Request 1
Please print the BABTWR post from "### a bit of" up to and including "the one below.".
Request 2
In the BABTWR post, what limit is placed on the number of box types N?
Request 3
Explain why the BABTWR post's solution can use a procedure similar to LIS instead of building the tower box by box.

Text section
════════════════════
## Thursday, October 16, 2014

### a bit of dp: SPOJ - BABTWR

Problem Statement:
SPOJ - BABTWR

Summary:
Given N (N<30) types of 3D boxes with dimension x,y,z, find the maximum height of tower can be formed by stacking those boxes together with the condition:
1. each type of box can be used as many times as possible
2. if a box is stacked on top of another, its baselines must be smaller than the one below.

Solution:
Rather than building the boxes one by one, we make use of the property that the boxes can be arranged in sorted order. Hence once we derived a suitable order of boxes that can be exploited, we perform a procedure similar to one in LIS to find the maximum height possible.

/* Idea:
Bottom Up: sort all boxes and possible orientations in terms of width and height.
WLOG width < height, hence comparison can be done between widths and heights exclusively.
════════════════════
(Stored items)
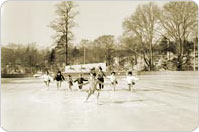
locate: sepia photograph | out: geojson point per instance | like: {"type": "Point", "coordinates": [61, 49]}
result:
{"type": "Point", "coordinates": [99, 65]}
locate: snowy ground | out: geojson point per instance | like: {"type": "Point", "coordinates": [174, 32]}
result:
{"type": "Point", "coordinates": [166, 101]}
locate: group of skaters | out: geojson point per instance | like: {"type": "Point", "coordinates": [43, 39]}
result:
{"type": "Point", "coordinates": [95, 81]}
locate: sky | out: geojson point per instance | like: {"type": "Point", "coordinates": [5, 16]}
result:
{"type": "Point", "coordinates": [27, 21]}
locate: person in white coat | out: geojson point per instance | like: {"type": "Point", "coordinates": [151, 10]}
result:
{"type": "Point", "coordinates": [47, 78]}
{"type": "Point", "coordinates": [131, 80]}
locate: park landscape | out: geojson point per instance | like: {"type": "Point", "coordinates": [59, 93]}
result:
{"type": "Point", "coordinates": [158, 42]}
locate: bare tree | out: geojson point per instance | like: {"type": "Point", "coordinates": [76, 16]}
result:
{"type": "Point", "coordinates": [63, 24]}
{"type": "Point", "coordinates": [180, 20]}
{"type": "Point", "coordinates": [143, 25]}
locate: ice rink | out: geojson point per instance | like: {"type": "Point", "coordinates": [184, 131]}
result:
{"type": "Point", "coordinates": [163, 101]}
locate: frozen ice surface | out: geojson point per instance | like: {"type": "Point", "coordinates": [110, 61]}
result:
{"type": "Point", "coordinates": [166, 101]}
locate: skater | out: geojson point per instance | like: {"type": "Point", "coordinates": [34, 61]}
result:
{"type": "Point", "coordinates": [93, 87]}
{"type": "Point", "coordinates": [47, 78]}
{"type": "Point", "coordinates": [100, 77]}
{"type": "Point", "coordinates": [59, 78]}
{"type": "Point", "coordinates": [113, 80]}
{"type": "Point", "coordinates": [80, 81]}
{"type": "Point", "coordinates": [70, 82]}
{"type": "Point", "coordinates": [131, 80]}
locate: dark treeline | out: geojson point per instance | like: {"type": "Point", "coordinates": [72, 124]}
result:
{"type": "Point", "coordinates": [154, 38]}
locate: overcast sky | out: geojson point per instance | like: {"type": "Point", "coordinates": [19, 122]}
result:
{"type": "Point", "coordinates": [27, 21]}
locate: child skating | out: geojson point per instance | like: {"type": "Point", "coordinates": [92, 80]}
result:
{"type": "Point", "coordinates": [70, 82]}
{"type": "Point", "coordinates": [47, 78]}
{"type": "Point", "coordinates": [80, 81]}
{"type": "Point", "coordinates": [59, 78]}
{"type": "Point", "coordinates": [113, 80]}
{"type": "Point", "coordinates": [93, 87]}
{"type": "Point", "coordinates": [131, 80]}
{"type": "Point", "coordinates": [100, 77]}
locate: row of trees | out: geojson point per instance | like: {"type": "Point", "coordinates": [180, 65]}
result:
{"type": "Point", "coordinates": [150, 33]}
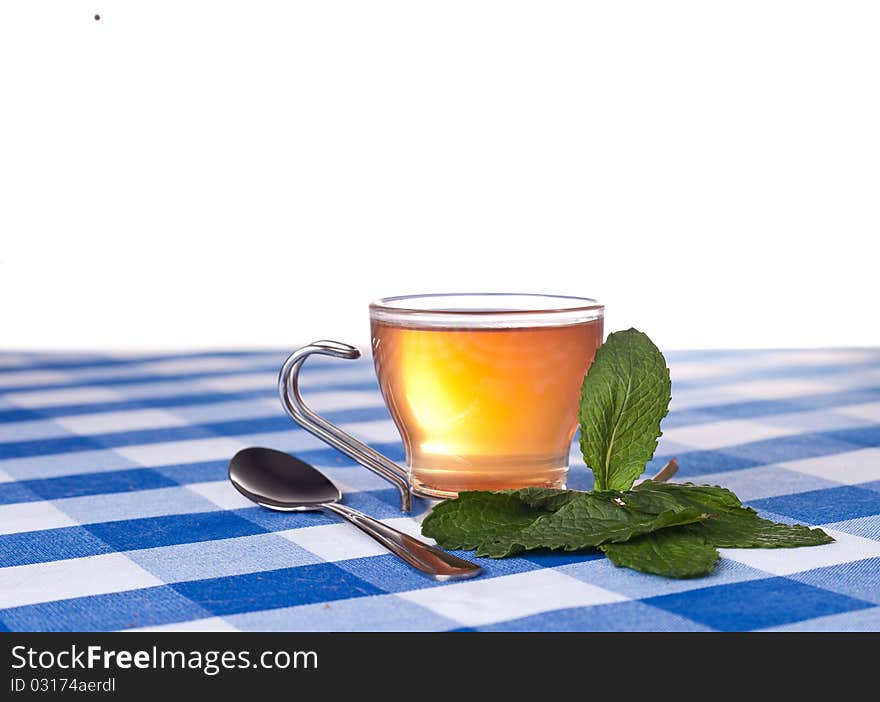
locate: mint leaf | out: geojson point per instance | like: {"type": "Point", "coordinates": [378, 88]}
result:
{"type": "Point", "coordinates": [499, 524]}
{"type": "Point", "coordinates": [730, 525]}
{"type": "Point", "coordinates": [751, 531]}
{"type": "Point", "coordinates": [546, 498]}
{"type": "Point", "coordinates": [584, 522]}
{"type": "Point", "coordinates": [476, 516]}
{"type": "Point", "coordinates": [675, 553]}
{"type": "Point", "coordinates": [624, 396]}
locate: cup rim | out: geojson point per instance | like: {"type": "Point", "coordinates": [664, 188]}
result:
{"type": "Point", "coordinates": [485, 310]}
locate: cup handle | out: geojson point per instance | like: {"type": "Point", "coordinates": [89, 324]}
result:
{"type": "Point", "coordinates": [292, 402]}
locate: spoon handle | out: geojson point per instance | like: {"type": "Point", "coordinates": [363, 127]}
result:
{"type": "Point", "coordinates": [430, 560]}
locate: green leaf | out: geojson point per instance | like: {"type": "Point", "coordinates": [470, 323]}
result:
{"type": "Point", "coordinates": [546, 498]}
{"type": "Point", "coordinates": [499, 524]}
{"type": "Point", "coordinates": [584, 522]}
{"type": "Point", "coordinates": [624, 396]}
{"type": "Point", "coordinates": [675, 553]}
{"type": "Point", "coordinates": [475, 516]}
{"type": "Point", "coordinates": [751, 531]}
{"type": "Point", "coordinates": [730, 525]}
════════════════════
Written response 1
### a bit of dp: SPOJ - BABTWR

Problem Statement:
SPOJ - BABTWR

Summary:
Given N (N<30) types of 3D boxes with dimension x,y,z, find the maximum height of tower can be formed by stacking those boxes together with the condition:
1. each type of box can be used as many times as possible
2. if a box is stacked on top of another, its baselines must be smaller than the one below.

Written response 2
N is less than 30.

Written response 3
The boxes can be arranged in sorted order. Once a suitable order of the boxes is derived, a procedure like the one used in LIS can find the maximum possible height.